O programa estava armado: cinco amigas livres, leves e soltas de carro pelas estradas do Brasil. Origem: Porto Alegre. Destino: Rio de Janeiro. Poderia existir liberdade maior do que saracotear sem censura na Cidade Maravilhosa? Poderia, se eu soubesse dizer "não". Definitivamente eu não queria ser uma das cinco amigas livre, leve e solta no Rio de Janeiro naquele verão de 1992. Um dia quis, mas, na véspera da viagem, não queria mais.
ELA ADORA FAZER ISSO
Tenho o hábito de mudar de ideia e vontade com bastante facilidade. Inclusive, não faço planos de um dia para o outro e comumente meus desejos variam de acordo com o turno. O humor também.
EU QUE O DIGA
Pessoas como eu não podem planejar férias com antecedência - e havia cometido o pecado mortal de permitir que minhas amigas armassem toda a viagem dois meses antes e tendo em vista um profundo agravante: no meu carro, comigo de motorista. Como voltar atrás sem saber dizer não? Esta era a resposta que tentava encontrar do lado de dentro do banheiro, catatônica, trancada e exilada, ajoelhada e com a cara dentro do vaso. Vomitando sem parar.
------
Objetivo proposto | Repita, palavra por palavra, o trecho do texto extraído acima que abre com as palavras "EU QUE O DIGA" e fecha com "Vomitando sem parar.".

(Registros de posicionamento de pontos)
------
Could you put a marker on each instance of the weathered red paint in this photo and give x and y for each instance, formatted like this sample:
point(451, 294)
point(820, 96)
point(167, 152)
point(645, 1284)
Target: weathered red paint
------
Resposta escrita |
EU QUE O DIGA
Pessoas como eu não podem planejar férias com antecedência - e havia cometido o pecado mortal de permitir que minhas amigas armassem toda a viagem dois meses antes e tendo em vista um profundo agravante: no meu carro, comigo de motorista. Como voltar atrás sem saber dizer não? Esta era a resposta que tentava encontrar do lado de dentro do banheiro, catatônica, trancada e exilada, ajoelhada e com a cara dentro do vaso. Vomitando sem parar.